→ **WHAT YOU HAVE TO DO**:
Word for word, restate the entries below from their first line through the line that contains "find navy soccer".

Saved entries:
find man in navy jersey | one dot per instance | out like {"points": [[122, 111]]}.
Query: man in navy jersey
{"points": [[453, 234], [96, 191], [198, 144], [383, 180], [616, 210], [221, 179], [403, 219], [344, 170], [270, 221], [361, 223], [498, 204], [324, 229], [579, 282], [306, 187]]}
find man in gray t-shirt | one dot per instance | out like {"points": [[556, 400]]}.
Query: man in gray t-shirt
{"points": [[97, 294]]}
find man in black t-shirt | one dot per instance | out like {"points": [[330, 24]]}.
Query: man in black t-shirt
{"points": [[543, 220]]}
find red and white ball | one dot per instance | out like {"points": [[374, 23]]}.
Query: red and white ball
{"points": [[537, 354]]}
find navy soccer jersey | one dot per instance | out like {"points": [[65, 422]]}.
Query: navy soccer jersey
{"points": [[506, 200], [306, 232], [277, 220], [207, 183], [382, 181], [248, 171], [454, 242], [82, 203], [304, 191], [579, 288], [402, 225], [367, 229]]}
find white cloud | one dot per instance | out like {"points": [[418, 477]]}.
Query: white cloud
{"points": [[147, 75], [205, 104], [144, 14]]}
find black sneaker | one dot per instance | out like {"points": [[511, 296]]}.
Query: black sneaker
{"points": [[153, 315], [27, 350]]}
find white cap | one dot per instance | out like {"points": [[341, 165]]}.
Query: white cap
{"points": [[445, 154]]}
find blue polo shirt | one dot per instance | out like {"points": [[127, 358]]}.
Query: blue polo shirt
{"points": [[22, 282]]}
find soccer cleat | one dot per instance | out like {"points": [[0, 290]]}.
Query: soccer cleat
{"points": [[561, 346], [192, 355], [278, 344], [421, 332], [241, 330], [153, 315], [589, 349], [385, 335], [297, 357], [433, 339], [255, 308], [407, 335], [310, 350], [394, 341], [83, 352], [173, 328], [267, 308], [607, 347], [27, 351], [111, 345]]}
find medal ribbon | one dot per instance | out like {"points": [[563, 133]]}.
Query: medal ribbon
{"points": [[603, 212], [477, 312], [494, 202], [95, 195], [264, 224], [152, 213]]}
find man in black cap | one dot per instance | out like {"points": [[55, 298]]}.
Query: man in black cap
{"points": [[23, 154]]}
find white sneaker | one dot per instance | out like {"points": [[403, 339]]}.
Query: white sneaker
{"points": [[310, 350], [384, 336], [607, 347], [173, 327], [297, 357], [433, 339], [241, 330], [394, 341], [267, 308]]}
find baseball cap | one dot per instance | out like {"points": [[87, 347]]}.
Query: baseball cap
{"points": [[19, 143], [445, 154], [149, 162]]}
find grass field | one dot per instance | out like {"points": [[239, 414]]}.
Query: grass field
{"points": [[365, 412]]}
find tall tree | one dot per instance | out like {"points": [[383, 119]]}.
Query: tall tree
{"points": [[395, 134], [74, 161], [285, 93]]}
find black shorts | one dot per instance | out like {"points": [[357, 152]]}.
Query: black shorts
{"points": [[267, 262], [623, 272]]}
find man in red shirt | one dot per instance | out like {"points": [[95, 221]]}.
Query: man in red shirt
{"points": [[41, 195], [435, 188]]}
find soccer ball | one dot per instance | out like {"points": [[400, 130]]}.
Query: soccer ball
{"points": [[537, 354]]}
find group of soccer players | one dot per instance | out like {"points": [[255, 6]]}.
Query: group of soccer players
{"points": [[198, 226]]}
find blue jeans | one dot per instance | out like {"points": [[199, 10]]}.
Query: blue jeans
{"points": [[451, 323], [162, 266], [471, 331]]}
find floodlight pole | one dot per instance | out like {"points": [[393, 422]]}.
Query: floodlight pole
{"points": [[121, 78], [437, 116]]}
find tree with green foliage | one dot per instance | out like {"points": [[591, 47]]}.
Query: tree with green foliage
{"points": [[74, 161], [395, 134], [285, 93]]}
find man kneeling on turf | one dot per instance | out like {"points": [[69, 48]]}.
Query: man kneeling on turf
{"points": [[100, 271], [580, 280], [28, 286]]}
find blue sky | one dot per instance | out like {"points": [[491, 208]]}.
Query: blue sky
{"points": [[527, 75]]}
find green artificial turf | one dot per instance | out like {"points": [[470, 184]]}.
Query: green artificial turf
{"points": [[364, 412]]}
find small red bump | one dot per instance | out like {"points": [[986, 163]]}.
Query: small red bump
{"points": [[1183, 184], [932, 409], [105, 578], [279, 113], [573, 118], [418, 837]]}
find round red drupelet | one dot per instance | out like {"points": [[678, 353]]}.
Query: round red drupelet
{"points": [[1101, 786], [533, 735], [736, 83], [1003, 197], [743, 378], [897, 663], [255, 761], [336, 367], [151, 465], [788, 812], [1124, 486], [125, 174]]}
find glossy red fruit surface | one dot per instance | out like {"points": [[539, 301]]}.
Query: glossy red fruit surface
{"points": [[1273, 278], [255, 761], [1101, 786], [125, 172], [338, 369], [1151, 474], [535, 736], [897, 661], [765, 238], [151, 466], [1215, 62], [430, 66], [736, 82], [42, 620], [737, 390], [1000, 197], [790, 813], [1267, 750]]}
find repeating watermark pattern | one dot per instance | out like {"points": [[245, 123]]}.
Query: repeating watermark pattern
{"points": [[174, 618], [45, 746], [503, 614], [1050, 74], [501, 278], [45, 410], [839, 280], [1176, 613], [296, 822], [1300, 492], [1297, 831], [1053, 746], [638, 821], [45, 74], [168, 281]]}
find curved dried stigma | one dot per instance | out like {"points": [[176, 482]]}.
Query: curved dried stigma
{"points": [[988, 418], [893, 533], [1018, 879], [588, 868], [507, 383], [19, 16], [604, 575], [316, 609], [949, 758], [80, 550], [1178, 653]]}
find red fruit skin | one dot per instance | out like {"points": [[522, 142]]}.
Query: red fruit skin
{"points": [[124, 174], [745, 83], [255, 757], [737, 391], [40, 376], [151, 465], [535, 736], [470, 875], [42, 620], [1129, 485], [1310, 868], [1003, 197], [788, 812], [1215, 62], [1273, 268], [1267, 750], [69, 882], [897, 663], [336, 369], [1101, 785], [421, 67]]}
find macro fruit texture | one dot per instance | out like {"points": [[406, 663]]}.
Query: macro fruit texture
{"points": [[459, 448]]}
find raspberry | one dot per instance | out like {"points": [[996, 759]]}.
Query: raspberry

→ **FINISHED EXERCISE**:
find man in navy jersey | one dot per instance | out like {"points": [[122, 111]]}.
Query: man in navy jersey
{"points": [[453, 234], [96, 191], [198, 144], [383, 180], [616, 210], [221, 179], [403, 219], [344, 170], [270, 221], [361, 223], [498, 204], [324, 229], [579, 282], [306, 187]]}
find man in gray t-shirt | one dot per instance | out like {"points": [[556, 400]]}.
Query: man in gray t-shirt
{"points": [[97, 294]]}
find man in black t-shirt | one dot per instance | out like {"points": [[330, 24]]}.
Query: man in black t-shirt
{"points": [[543, 220]]}
find red and white ball | one dot per instance | out like {"points": [[374, 23]]}.
Query: red and white ball
{"points": [[537, 354]]}
find navy soccer jersey | one dot per instance | out like {"points": [[65, 422]]}.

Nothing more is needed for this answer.